— Listed records —
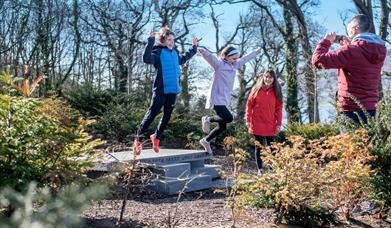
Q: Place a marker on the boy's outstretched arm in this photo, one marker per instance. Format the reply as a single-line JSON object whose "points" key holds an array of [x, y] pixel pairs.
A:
{"points": [[247, 57], [148, 56], [190, 53]]}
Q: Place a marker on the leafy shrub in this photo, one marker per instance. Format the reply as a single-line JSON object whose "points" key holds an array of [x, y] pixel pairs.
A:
{"points": [[379, 130], [88, 100], [309, 182], [312, 131], [39, 208], [38, 141], [117, 122]]}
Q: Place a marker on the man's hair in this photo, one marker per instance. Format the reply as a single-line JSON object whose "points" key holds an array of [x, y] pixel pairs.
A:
{"points": [[163, 34], [362, 21]]}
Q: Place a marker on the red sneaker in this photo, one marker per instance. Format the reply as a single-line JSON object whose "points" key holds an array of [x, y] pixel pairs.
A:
{"points": [[137, 146], [155, 143]]}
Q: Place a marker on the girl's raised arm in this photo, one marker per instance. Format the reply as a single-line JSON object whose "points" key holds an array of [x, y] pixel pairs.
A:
{"points": [[247, 57], [210, 58]]}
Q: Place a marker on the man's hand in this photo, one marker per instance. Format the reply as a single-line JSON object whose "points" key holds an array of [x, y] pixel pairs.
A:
{"points": [[278, 128], [344, 41], [330, 36], [195, 41]]}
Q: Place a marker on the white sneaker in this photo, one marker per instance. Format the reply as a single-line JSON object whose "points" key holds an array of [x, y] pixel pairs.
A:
{"points": [[206, 145], [205, 124]]}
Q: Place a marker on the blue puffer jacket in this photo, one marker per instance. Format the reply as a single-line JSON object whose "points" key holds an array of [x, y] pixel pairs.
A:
{"points": [[166, 63]]}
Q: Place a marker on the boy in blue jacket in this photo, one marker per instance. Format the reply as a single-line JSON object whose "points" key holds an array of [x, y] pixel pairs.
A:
{"points": [[166, 60]]}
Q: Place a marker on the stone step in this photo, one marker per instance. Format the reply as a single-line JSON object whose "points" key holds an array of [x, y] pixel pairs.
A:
{"points": [[176, 185], [178, 170], [164, 157], [211, 170]]}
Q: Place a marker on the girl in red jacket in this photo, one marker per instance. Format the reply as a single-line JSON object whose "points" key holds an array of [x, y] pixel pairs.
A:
{"points": [[264, 112]]}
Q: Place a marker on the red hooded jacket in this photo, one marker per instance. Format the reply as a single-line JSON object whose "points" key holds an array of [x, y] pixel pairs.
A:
{"points": [[359, 65], [264, 113]]}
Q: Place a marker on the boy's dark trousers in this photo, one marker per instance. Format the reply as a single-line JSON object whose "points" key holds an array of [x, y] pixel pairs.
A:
{"points": [[167, 101]]}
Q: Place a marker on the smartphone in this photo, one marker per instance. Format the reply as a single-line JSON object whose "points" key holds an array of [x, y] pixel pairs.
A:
{"points": [[338, 38]]}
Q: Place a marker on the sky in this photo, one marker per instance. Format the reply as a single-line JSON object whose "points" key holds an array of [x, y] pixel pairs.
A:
{"points": [[327, 14]]}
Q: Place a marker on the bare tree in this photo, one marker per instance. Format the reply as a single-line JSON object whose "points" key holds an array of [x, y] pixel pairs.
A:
{"points": [[118, 34]]}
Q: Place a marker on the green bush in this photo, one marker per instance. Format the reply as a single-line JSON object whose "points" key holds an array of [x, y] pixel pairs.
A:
{"points": [[88, 100], [379, 131], [307, 182], [39, 208], [312, 131], [39, 141], [118, 121]]}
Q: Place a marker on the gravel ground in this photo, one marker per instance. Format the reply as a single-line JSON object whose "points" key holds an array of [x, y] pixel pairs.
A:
{"points": [[196, 209]]}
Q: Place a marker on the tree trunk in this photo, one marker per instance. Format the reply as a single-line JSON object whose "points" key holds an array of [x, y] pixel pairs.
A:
{"points": [[291, 61]]}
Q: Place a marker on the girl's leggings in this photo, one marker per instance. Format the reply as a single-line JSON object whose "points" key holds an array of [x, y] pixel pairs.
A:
{"points": [[264, 141], [222, 118]]}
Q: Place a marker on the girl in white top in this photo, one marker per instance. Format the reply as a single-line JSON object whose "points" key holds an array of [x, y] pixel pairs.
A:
{"points": [[219, 96]]}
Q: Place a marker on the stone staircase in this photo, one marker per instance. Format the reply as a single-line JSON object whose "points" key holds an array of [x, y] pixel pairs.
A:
{"points": [[176, 170]]}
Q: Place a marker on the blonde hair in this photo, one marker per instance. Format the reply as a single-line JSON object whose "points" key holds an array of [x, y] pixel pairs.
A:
{"points": [[260, 82], [163, 34]]}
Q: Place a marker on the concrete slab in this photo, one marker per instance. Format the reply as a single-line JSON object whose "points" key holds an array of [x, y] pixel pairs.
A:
{"points": [[179, 170], [211, 170], [176, 185], [165, 156]]}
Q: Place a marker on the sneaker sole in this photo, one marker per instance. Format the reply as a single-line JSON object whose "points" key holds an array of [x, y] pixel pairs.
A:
{"points": [[156, 149], [203, 128]]}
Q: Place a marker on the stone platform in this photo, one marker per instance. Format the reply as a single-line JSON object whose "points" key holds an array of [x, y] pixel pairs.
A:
{"points": [[176, 170]]}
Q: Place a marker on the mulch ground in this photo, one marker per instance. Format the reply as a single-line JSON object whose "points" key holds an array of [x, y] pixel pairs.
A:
{"points": [[195, 209]]}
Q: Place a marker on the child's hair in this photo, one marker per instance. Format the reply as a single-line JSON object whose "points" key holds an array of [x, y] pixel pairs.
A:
{"points": [[163, 34], [224, 53], [260, 82]]}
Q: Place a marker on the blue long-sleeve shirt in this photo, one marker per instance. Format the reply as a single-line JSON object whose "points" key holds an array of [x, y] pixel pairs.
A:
{"points": [[166, 63]]}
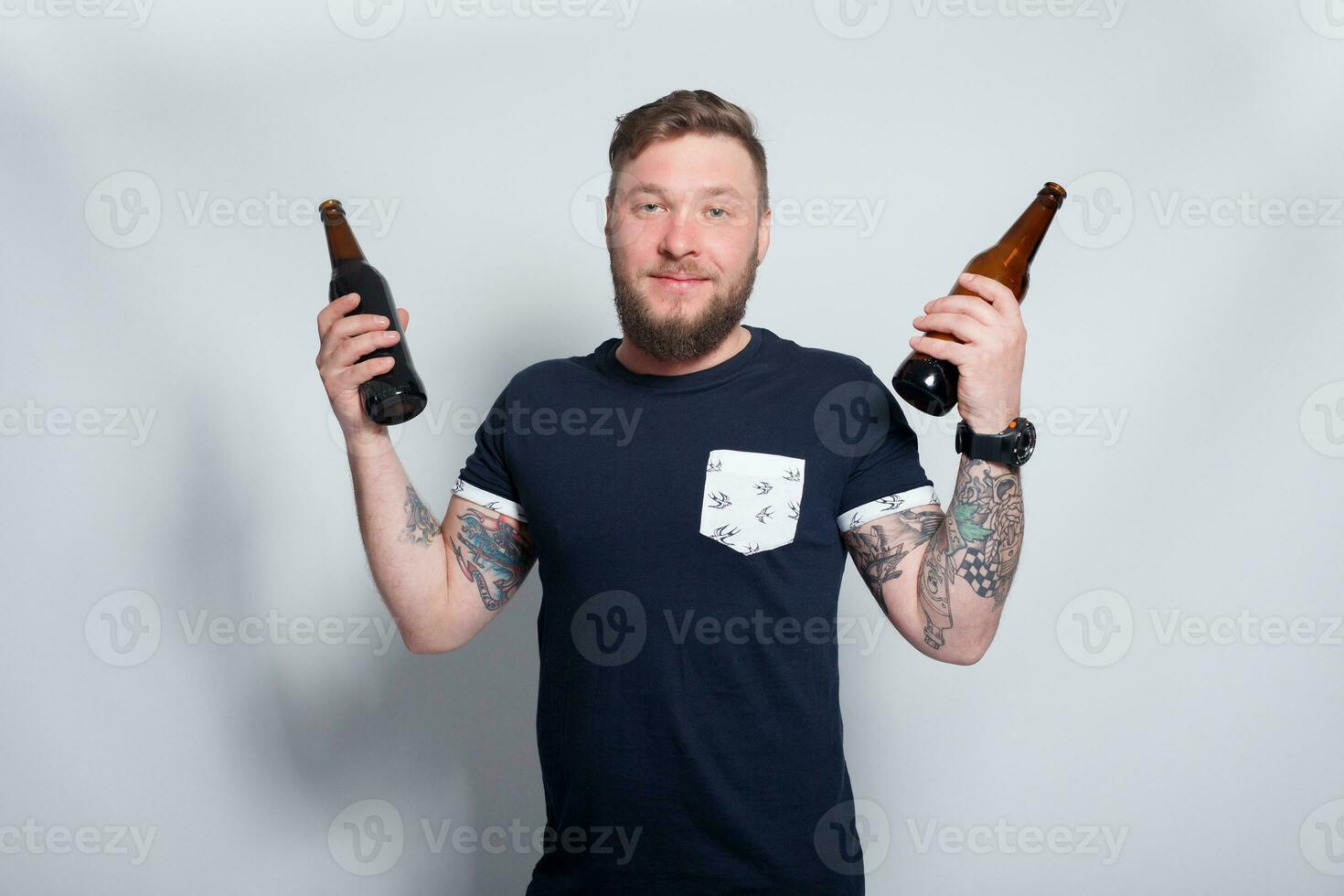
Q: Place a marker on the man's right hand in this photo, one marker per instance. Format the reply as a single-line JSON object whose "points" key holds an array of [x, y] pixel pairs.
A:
{"points": [[345, 340]]}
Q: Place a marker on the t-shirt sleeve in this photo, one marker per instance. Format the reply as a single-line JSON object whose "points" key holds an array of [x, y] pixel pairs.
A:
{"points": [[485, 477], [889, 477]]}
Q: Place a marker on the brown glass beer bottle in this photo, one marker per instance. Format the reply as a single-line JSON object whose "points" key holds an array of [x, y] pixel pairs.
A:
{"points": [[397, 395], [930, 384]]}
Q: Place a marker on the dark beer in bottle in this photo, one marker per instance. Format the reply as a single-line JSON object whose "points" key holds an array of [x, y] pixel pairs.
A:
{"points": [[929, 383], [397, 395]]}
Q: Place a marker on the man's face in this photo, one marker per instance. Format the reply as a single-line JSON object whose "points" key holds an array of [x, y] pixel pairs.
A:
{"points": [[684, 240]]}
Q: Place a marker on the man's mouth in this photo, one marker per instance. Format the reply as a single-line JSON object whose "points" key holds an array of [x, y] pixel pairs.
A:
{"points": [[677, 283]]}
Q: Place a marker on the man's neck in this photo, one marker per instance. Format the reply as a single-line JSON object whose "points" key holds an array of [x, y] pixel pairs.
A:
{"points": [[638, 361]]}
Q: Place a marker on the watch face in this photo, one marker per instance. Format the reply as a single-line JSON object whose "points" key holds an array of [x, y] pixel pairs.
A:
{"points": [[1026, 443]]}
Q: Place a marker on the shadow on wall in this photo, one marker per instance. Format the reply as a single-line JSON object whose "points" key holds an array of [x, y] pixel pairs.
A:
{"points": [[448, 739]]}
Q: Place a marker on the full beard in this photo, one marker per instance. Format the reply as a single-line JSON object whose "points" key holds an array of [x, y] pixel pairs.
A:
{"points": [[677, 337]]}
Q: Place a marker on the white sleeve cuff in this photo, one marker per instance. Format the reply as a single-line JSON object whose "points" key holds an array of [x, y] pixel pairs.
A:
{"points": [[486, 500], [897, 503]]}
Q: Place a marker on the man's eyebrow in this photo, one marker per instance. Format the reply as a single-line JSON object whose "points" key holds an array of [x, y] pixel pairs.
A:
{"points": [[657, 189]]}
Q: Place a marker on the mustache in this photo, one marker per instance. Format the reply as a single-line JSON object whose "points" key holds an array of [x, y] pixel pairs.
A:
{"points": [[680, 272]]}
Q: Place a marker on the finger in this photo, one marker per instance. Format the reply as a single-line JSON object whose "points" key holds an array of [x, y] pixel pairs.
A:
{"points": [[964, 328], [357, 347], [992, 292], [335, 309], [940, 348], [354, 325], [351, 378], [972, 306]]}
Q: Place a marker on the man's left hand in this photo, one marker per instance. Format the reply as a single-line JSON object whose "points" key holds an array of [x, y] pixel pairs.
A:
{"points": [[989, 355]]}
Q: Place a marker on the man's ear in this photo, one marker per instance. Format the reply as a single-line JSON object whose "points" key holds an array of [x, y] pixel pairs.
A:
{"points": [[763, 235]]}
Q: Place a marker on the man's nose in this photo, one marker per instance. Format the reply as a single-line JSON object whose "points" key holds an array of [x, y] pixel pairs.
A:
{"points": [[680, 238]]}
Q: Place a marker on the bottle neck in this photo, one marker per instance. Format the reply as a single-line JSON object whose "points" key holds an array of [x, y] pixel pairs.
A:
{"points": [[340, 240], [1029, 231]]}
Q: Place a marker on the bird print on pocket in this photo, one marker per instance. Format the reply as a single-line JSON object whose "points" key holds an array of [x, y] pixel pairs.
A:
{"points": [[752, 527]]}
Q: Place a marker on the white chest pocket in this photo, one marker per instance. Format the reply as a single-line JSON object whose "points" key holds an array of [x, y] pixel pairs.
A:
{"points": [[752, 500]]}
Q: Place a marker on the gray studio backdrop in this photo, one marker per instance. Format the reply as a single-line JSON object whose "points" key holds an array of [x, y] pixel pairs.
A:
{"points": [[202, 689]]}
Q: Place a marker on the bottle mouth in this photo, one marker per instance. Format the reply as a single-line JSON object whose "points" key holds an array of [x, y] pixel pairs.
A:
{"points": [[1054, 191], [331, 209]]}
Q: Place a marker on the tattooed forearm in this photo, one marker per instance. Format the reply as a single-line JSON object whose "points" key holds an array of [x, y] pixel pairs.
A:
{"points": [[494, 554], [880, 547], [977, 544], [420, 521]]}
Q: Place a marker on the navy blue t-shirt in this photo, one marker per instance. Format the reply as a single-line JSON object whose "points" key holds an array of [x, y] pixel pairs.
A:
{"points": [[688, 538]]}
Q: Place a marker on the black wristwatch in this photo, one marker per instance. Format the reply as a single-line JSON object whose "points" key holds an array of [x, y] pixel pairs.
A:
{"points": [[1012, 446]]}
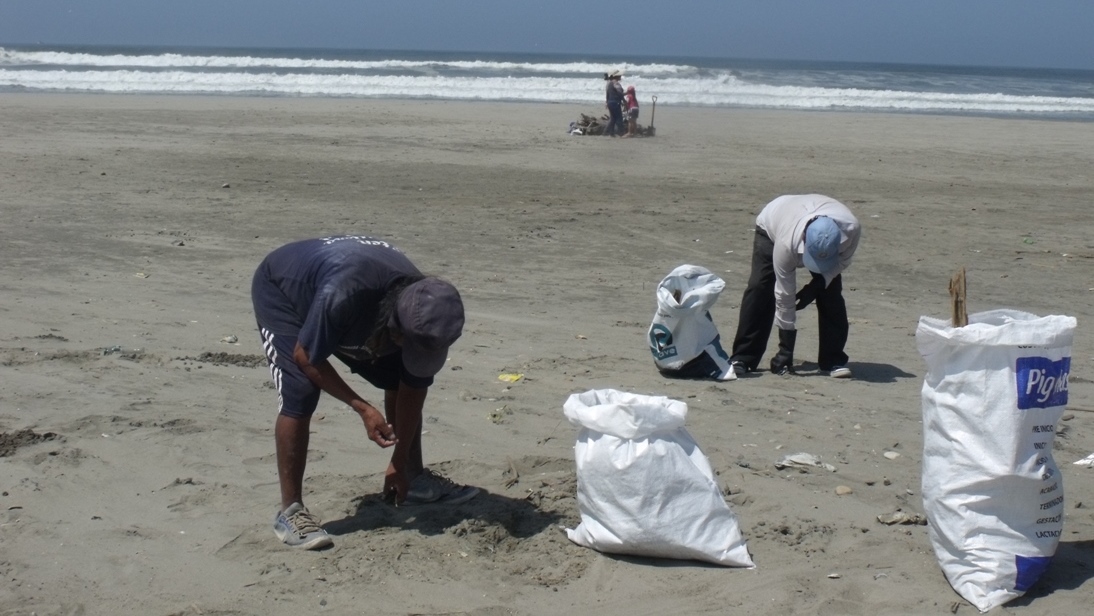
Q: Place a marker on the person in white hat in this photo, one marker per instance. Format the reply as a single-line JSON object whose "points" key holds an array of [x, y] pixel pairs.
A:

— Problem description —
Every line from the one containing "Q: Place a marker on the gray" through the end of the entries above, both included, should be extracted exactly, with pictures left out.

— Right answer —
Q: Place a marker on the gray studio backdrop in this photo, one marker per instance. Format the reply as a single-line JSON object whose "points" key holds an array of [x, y] pixel pairs.
A:
{"points": [[202, 689]]}
Q: Place a marker on the bottle mouth in this photo, one marker per instance. Format the reply as a single-line JSON object whose "points" key holds an array of [x, y] pixel pairs.
A:
{"points": [[1054, 191], [331, 209]]}
Q: Place a marker on the tattooed forearm in this photo, one marker per instance. Format the reply as a single-line JSON object whose "points" key holds an array of [x, y] pixel pairs.
A:
{"points": [[494, 554], [880, 547], [977, 544], [420, 521]]}
Q: Place a marker on the navy blue t-shirt in this photo, one marker per instance. Format the reply as a single-line JSON object whose "points" key holds an array of [x, y] pixel pairs.
A:
{"points": [[688, 538]]}
Q: Place a marker on the black wristwatch in this photo, one marker per instance. Format the reply as a single-line JSON object whose "points" key holds an array of [x, y] pixel pairs.
A:
{"points": [[1012, 446]]}
Q: Place a marker on the person in white hat in this photo, one marker per instance. Format the reply as a single-line JSON object whose "points" key holds an array of [x, y] pixel pairs.
A:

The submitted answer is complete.